** START Supplied data **

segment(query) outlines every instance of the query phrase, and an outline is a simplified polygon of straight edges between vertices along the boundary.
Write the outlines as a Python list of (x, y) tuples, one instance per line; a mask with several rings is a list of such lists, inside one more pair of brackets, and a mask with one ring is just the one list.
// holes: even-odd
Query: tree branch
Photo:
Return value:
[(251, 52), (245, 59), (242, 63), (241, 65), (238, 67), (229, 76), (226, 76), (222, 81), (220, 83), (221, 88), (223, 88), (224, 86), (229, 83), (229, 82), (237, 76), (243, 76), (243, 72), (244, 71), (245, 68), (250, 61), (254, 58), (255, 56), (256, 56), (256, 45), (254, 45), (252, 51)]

** END Supplied data **
** START Supplied data **

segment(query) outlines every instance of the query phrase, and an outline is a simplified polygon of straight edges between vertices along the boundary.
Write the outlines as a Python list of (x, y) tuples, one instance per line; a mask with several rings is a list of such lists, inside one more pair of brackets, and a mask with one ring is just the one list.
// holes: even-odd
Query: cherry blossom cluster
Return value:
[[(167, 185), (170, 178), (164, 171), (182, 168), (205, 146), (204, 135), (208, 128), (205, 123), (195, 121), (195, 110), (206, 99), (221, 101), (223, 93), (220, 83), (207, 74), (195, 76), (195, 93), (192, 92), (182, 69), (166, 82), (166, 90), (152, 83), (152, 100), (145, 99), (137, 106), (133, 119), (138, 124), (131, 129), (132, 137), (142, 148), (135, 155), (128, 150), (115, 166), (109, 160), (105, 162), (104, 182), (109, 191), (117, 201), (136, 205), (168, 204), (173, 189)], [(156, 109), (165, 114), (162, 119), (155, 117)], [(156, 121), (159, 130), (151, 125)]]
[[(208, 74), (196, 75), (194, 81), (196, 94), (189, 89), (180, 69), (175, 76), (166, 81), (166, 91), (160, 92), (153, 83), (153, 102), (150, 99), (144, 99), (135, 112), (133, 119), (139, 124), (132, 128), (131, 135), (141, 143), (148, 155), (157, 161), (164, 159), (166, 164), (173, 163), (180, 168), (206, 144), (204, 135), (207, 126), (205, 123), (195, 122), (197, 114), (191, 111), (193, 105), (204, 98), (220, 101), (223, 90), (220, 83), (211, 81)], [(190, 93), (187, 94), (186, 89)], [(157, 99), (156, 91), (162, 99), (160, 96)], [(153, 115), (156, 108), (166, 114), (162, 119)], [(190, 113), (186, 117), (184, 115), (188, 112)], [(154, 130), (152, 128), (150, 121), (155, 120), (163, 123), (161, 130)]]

** END Supplied data **
** START Supplied data **

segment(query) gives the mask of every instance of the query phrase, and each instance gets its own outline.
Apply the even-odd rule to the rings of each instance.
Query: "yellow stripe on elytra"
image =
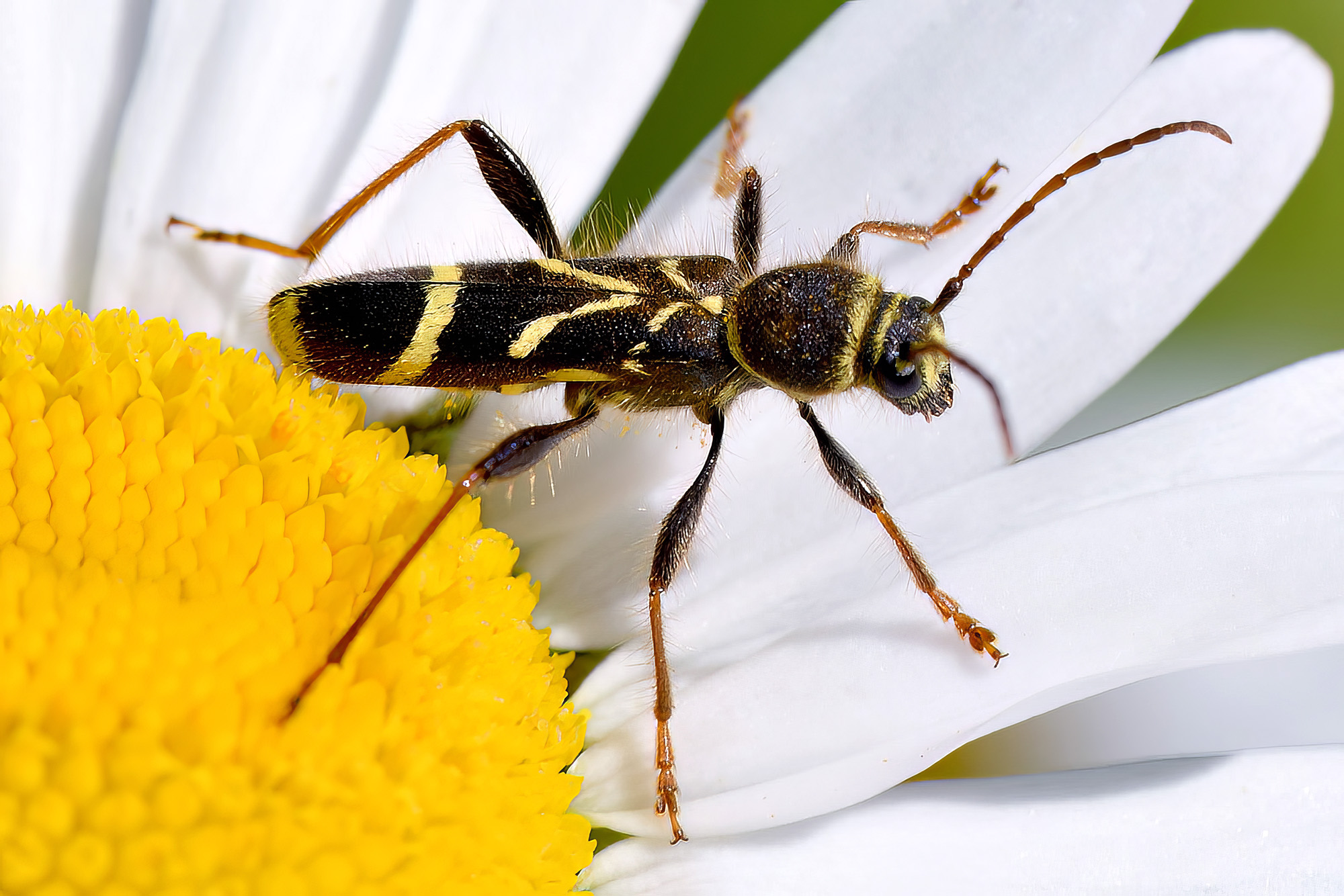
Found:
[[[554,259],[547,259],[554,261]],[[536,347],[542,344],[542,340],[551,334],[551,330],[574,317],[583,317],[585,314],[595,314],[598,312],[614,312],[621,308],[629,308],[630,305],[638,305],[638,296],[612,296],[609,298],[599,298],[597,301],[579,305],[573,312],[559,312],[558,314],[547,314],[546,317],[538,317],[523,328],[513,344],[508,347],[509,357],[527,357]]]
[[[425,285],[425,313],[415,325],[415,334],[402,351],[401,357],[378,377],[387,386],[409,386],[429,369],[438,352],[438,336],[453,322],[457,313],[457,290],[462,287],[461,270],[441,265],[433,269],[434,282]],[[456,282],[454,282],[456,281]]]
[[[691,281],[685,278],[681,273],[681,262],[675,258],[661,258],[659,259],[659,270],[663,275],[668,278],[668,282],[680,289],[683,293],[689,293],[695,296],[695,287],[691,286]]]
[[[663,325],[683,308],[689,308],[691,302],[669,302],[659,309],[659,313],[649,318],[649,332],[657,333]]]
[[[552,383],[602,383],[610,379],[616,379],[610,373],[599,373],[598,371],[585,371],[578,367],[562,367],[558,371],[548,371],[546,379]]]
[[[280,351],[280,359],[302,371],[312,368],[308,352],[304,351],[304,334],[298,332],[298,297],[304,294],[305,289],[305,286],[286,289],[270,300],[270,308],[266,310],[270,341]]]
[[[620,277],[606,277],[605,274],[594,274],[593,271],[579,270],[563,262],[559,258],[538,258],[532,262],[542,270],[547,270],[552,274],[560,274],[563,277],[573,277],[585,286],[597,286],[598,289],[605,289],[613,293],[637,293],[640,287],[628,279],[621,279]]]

** END Supplied data **

• **Stated goal**
From the listing above, pick out every line that contains the word "each" and copy those lines.

• **Exercise solution**
segment(query) gives the mask of every instance of the query phrase, and each instance gets its own outline.
Apply the even-odd rule to the rings of each instance.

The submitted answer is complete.